# Task instructions:
Select every line in the entries below that contains the string "truck", with case counting.

# Material provided:
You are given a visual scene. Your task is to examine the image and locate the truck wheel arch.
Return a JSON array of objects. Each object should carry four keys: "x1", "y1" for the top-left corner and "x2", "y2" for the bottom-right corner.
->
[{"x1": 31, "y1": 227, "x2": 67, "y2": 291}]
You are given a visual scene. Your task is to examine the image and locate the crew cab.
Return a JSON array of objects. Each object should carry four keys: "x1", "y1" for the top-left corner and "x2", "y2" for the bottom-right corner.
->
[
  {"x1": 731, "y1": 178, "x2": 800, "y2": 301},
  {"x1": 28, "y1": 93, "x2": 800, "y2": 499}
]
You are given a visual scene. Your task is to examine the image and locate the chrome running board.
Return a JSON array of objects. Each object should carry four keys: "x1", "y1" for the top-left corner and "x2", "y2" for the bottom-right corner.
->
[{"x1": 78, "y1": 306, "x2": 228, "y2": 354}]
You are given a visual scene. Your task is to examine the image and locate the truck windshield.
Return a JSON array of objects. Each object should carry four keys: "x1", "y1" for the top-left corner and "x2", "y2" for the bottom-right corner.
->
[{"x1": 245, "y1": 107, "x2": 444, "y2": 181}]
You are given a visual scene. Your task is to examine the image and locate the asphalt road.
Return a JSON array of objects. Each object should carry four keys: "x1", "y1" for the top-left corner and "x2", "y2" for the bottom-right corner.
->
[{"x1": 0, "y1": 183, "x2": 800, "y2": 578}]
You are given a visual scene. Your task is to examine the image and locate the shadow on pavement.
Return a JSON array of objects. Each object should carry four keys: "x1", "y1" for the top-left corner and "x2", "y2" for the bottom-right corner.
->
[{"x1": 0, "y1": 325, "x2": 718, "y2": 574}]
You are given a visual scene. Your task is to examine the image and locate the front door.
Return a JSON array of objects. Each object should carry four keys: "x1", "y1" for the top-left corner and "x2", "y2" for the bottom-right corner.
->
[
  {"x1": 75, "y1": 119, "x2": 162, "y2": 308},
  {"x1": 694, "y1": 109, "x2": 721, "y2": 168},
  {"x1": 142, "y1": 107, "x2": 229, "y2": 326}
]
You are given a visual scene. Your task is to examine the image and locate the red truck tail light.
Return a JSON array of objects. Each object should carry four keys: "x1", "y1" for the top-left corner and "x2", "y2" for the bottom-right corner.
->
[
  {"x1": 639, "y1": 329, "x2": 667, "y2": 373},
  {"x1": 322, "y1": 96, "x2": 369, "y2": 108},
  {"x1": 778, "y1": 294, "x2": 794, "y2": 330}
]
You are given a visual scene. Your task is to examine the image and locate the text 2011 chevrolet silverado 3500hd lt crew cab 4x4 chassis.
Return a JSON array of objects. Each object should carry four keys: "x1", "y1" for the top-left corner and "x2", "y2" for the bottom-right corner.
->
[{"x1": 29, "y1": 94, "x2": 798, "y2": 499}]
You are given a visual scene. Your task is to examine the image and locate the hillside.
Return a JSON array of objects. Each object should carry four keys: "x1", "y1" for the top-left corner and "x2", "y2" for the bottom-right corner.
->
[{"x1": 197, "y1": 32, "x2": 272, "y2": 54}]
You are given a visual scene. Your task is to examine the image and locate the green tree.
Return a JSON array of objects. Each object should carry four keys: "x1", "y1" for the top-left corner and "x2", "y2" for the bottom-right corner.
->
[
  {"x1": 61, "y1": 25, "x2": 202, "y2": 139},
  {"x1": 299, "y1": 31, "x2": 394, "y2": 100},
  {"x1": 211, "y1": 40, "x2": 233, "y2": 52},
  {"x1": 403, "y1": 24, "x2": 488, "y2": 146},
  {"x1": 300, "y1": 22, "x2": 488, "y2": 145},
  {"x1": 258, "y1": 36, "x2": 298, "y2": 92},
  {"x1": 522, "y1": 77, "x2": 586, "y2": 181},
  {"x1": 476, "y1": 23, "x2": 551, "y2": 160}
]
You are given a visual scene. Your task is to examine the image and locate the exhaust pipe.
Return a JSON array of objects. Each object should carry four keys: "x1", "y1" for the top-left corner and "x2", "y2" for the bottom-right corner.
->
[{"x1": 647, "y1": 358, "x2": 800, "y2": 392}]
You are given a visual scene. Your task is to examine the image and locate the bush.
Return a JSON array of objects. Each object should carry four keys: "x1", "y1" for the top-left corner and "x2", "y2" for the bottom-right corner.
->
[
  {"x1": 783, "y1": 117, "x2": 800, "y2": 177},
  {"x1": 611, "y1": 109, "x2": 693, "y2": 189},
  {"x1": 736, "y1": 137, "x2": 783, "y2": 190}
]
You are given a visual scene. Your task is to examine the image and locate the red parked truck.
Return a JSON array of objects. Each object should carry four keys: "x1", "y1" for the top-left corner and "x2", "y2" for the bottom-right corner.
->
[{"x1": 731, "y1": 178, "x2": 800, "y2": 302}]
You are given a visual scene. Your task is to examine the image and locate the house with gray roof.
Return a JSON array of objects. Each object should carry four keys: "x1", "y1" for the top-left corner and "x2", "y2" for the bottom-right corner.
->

# Result of the task:
You are given a visual scene. Your task is to examine the image and locate the truck wheel arch.
You are given a visual scene. Your task is to examine the image and locate the truck windshield.
You are given a visual scene. Your task is to examine the image and locate the red truck tail light.
You are given a visual scene. Your task is to examine the image and locate the red parked truck.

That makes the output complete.